La
cursilería de Oslo comienza en el parque Vigeland, construido entre
1926 y 1942 a petición de la municipalidad. Oslo entonces estaba
tomada por una intelligentsia enamorada del élan fascista, a
cuya cabeza estaba el premio nobel Knut Hamsum, que, en su momento,
despidió a Hitler de este modo: “Era un guerrero por la humanidad
y un predicador de los derechos para las naciones”. El parque ha
sobrevivido a su derrota y es el lugar más visitado y comentado de
la ciudad. Imagino el parque con las puertas vedadas y la rejería
oxidándose, aunque resistiría el granito eterno de las oscuras
esculturas, pero sucede lo contrario, hordas de cruceristas lo toman
cada mañana, con un ojo en las explicaciones del guía y el otro en
la cámara de su teléfono móvil. Tampoco es mala cosa que el parque
esté desbordado de chinos de alma ausente torpedeando cualquier
intento de paseo contemplativo. Las esculturas son feas y
extemporáneas. Es necesario que nada salve su fealdad. Las masas de
cruceristas que se anuncian es el justo castigo por la opción
elegida: una ciudad kitsch, que prefiere las copias de la
arquitectura high tech de las últimas décadas a la innovación, los
planos inclinados y las largas diagonales mármol de carrara del
Palacio de la Ópera (¡un iceberg flotando en el fiordo!) y las ondulaciones de Renzo Piano en el Museo de
Arte Moderno, con sus Jeff Koons y sus Damien Hirst, a una renovación de la
propia tradición. El cash petrolífero la ha cegado hasta el punto
de perder el sentido del gusto. Ya en el diseño neoclásico de la
larga y central avenida Karl Johans Gate que desde la Estación
Central conduce al Palacio Real, con los edificios del Parlamento, la
Universidad y el Teatro Nacional a los lados, muestra el gusto
noruego por la copia y la repetición. Incluso cuando, en el pasado,
quisieron ser modernos ya copiaban, el secesionismo vienés, por
ejemplo, presente en los teatros de Oslo y Bergen. No hay un Munch de
la arquitectura que trace caminos nuevos.

════════

Qué se pide.
Según el texto sobre Oslo, ¿entre qué años se construyó el parque Vigeland?

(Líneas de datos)
════════

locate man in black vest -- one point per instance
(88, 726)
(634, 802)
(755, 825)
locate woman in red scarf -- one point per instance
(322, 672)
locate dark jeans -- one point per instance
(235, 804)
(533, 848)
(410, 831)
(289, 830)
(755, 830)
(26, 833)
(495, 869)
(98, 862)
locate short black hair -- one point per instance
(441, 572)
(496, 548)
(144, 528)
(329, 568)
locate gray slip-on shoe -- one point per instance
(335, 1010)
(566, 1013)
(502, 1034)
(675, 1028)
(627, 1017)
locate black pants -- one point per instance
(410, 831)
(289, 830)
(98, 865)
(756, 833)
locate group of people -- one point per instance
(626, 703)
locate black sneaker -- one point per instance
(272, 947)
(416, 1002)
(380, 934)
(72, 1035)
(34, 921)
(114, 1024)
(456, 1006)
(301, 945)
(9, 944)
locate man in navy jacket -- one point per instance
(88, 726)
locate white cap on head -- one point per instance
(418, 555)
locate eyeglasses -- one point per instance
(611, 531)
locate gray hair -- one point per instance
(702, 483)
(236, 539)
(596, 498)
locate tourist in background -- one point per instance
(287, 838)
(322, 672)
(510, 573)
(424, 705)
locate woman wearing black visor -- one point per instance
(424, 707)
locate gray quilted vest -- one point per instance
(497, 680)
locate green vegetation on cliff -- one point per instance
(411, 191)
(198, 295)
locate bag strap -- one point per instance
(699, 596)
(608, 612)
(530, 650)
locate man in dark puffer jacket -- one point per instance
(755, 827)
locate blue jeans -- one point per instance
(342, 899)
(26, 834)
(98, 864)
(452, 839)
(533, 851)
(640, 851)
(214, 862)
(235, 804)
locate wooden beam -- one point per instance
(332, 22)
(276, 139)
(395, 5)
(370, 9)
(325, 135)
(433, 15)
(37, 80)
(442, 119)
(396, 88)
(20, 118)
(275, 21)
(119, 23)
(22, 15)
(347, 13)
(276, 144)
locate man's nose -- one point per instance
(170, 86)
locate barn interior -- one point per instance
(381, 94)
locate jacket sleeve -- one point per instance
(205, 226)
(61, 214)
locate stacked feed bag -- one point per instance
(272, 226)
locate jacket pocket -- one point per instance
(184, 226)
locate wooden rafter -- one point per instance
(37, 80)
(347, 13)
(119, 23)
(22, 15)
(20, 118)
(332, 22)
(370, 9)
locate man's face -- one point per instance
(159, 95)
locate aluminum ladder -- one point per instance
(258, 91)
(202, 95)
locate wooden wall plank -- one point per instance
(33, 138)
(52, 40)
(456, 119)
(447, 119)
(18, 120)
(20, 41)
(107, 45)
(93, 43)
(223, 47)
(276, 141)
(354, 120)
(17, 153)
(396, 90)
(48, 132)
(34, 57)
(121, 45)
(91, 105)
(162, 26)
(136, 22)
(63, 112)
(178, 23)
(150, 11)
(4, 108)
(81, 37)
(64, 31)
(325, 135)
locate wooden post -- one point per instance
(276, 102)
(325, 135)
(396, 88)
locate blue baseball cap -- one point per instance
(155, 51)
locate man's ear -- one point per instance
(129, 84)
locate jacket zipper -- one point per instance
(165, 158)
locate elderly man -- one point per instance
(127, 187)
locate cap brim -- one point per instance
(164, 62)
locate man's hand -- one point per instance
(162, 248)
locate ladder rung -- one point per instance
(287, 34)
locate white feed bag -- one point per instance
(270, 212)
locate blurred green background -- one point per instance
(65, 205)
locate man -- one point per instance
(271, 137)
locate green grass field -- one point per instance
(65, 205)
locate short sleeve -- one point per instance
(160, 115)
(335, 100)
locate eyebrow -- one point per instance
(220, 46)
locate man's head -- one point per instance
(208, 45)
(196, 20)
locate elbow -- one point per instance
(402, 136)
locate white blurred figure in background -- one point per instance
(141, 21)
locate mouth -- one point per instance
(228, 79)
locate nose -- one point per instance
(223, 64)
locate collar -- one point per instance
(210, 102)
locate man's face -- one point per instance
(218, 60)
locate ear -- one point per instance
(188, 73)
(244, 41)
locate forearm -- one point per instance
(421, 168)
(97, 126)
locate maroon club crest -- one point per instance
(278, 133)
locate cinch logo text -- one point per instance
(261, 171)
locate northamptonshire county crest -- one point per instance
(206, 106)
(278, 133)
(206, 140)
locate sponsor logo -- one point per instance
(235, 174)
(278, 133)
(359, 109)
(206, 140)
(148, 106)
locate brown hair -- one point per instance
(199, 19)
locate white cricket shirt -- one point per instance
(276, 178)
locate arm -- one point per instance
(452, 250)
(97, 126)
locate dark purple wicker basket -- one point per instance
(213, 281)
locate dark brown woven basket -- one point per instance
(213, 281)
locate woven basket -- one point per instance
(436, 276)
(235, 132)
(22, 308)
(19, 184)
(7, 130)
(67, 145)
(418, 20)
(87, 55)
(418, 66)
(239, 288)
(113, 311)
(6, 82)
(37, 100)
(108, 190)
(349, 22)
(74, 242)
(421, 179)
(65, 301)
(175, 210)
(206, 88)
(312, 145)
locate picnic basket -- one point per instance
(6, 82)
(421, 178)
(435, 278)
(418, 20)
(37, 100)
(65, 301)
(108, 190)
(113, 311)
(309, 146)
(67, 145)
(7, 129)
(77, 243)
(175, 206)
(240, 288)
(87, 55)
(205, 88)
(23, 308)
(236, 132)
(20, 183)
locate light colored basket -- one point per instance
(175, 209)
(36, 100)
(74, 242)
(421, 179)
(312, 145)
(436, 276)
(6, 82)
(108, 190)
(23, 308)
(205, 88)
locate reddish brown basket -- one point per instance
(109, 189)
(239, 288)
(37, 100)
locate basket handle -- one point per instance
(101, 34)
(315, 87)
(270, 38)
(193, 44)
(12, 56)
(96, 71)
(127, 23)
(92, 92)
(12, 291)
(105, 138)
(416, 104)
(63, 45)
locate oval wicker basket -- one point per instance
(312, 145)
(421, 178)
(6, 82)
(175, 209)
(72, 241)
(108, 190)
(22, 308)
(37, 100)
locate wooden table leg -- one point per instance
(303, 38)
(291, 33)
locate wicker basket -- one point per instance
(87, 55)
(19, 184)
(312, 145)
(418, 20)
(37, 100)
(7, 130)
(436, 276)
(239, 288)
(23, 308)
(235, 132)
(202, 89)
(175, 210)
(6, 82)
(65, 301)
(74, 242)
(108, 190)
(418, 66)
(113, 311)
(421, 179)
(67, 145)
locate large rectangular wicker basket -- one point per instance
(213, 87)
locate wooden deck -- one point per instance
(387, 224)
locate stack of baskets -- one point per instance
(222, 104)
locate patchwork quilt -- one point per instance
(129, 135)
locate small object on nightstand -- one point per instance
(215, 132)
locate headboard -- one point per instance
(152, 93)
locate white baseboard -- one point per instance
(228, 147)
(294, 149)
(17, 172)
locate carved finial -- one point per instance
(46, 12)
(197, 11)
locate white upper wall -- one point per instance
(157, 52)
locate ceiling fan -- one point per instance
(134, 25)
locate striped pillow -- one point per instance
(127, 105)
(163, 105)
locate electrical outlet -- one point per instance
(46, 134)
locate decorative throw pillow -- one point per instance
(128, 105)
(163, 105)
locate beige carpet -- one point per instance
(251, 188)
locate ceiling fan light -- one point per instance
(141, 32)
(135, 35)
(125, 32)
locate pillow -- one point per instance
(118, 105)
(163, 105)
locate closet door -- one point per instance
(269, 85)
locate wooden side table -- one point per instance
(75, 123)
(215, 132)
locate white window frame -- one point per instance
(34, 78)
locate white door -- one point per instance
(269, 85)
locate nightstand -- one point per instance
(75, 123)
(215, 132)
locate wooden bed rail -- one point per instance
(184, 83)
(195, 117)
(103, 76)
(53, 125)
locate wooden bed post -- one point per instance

════════

Resultado.
Entre 1926 y 1942.